__Task requirements__.
Please reproduce the records starting at the line that contains "Exercise. Point out every instance of the balcony" and ending at the line that contains "x=641, y=319", with "balcony railing" renamed to "gallery railing" and nothing else changed.

# start of Excerpted records

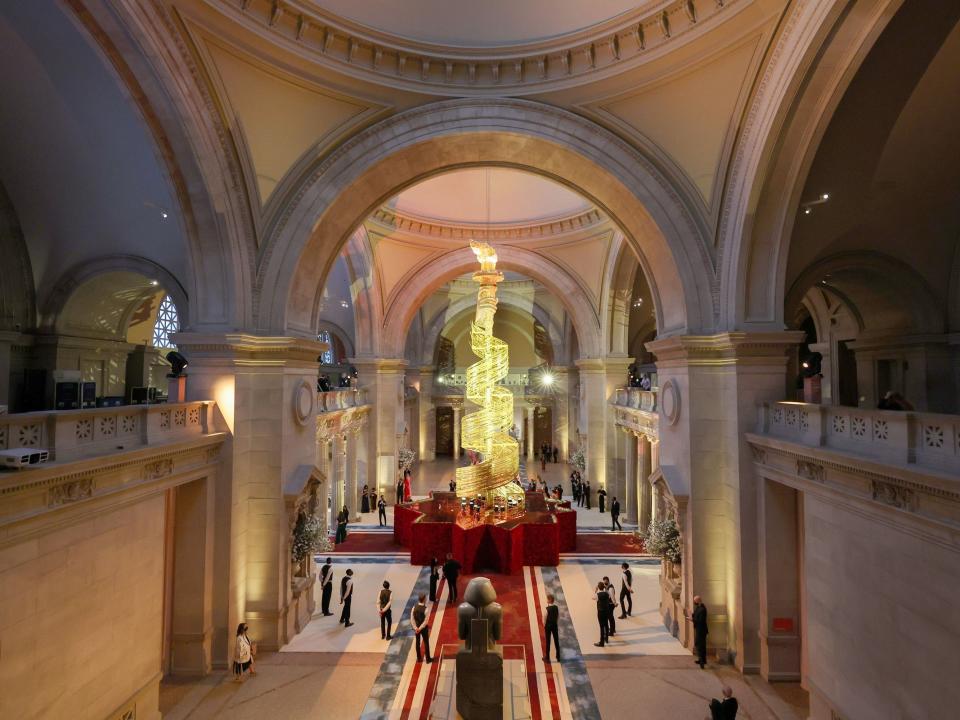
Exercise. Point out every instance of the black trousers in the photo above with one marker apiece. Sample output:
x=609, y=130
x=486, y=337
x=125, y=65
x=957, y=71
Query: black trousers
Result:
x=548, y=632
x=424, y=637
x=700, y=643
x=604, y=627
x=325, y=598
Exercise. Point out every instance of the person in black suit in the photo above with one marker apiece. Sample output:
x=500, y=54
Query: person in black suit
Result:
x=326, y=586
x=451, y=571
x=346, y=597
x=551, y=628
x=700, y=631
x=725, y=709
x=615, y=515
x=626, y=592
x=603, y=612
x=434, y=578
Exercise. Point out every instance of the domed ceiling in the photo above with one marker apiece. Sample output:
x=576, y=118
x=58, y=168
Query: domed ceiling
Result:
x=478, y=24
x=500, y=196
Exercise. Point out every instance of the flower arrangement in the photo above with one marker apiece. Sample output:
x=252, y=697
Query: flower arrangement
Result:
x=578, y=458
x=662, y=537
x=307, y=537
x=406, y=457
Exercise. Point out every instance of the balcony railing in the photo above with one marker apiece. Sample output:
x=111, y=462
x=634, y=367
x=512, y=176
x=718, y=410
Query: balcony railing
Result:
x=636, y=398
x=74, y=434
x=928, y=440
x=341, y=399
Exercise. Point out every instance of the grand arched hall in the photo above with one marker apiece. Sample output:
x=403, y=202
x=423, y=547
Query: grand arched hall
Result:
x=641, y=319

# end of Excerpted records
# start of Excerpted records

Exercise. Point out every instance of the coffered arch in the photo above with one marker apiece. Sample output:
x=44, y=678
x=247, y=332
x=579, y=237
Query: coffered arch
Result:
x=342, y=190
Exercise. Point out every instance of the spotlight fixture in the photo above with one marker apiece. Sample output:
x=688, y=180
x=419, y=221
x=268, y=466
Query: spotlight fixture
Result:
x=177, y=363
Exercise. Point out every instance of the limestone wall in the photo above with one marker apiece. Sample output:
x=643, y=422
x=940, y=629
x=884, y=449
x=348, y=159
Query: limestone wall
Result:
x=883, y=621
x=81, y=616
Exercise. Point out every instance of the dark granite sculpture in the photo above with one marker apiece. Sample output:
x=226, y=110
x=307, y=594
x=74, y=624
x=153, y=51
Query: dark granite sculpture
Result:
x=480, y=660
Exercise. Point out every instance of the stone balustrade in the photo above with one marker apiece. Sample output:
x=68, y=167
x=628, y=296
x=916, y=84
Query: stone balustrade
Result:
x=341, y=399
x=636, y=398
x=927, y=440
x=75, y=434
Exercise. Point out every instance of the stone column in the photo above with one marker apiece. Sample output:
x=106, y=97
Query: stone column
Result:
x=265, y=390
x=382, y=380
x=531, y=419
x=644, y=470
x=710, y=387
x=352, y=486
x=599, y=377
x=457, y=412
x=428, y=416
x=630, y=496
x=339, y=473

# end of Excerpted records

__Problem solution__.
Exercise. Point out every instance of the gallery railing in the photo above with one marker apiece. Sample output:
x=111, y=462
x=634, y=367
x=512, y=176
x=718, y=410
Query: gallery railing
Result:
x=636, y=398
x=74, y=434
x=928, y=440
x=341, y=399
Exercise. Point out every instance of the grand arched hall in the photo above with one marker apiece. Sample output:
x=403, y=202
x=423, y=547
Query: grand arched hall
Result:
x=641, y=319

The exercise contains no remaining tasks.